=== Begin Enclosure ===

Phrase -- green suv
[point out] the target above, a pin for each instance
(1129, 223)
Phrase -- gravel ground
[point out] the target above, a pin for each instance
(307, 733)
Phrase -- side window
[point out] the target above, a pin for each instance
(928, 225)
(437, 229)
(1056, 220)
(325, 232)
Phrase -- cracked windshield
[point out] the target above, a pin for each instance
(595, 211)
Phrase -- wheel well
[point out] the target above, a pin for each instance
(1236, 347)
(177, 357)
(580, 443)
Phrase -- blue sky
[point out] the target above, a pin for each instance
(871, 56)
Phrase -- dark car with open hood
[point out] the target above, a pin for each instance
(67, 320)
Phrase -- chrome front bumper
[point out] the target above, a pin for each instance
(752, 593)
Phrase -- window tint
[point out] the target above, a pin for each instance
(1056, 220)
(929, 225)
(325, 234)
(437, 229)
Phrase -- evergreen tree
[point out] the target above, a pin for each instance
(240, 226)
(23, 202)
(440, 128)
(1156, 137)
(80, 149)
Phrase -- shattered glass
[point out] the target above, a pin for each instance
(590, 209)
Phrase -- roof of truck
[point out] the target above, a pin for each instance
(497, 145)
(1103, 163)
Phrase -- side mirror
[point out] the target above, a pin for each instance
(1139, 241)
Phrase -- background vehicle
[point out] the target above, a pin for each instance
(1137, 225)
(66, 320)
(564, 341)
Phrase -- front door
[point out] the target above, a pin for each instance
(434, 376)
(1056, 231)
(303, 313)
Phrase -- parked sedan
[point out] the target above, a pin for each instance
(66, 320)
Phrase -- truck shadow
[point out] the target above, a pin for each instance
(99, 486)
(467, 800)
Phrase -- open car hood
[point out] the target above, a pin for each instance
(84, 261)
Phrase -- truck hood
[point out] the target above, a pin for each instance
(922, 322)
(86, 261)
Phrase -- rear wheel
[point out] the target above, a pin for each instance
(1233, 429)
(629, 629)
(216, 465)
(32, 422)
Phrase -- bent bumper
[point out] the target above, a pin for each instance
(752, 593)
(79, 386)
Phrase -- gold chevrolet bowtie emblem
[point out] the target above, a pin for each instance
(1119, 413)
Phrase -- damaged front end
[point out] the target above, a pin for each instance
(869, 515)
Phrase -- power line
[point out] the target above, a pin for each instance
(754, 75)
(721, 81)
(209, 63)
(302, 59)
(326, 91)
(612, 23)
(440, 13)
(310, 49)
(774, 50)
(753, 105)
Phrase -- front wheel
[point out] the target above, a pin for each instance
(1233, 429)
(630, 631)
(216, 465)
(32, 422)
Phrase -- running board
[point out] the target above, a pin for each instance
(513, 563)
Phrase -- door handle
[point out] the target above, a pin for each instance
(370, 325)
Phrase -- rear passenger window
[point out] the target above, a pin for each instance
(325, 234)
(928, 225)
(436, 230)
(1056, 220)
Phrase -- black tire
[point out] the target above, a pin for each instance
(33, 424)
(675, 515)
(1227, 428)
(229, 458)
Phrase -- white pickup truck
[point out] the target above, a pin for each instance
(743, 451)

=== End Enclosure ===

> Prompt
Set down only the lines above that fall between the line holding "Phrase -- blue sky" and the line holding "Phrase -- power line", inclusive, keeping each exact.

> Completed exercise
Phrase -- blue sky
[point out] the target above, a pin for each instance
(871, 56)
Phrase -- dark car with open hood
[point out] the target above, a pin for each instance
(67, 320)
Phrase -- chrome front bumper
[point out] the target above, a pin for each instance
(752, 593)
Phrase -- window tint
[point out] the target above, a pin for each instance
(1056, 220)
(929, 225)
(325, 234)
(437, 229)
Phrase -- evergreen tree
[point out] the target above, a pin for each instance
(240, 226)
(23, 202)
(440, 128)
(1156, 137)
(80, 149)
Phrase -- shattered glass
[point out] the target above, a pin for each instance
(590, 209)
Phrase -- roof of truck
[point out] the target above, a pin for each instance
(497, 145)
(1103, 163)
Phrase -- side mirror
[point out] the target above, a pin for each instance
(1139, 241)
Phrase -- background vehicle
[point out] the target above, a pin for each instance
(1137, 225)
(66, 320)
(564, 341)
Phrase -- front door
[point out] the target above, a pin for each instance
(434, 376)
(1056, 231)
(303, 313)
Phrase -- parked sedan
[point out] the target above, a pin for each instance
(66, 320)
Phrase -- truck shadow
[point out] the target above, a pin for each instance
(99, 486)
(467, 800)
Phrase -- open car hood
[point out] the target above, a pin for each instance
(84, 261)
Phrase -- truck hood
[point out] the target above, a pin for each instance
(922, 322)
(86, 261)
Phrase -- rear wheel
[point out] the target above, a pin for each instance
(1233, 429)
(629, 629)
(216, 465)
(32, 422)
Phrase -- bent bumper
[point out] the target above, a pin for each instance
(752, 593)
(79, 386)
Phrase -- gold chevrolet bowtie emblem
[point out] the target above, a pin for each instance
(1119, 413)
Phrase -- damaged front end
[point out] the target above, a pin for each instance
(869, 515)
Phrase -- power line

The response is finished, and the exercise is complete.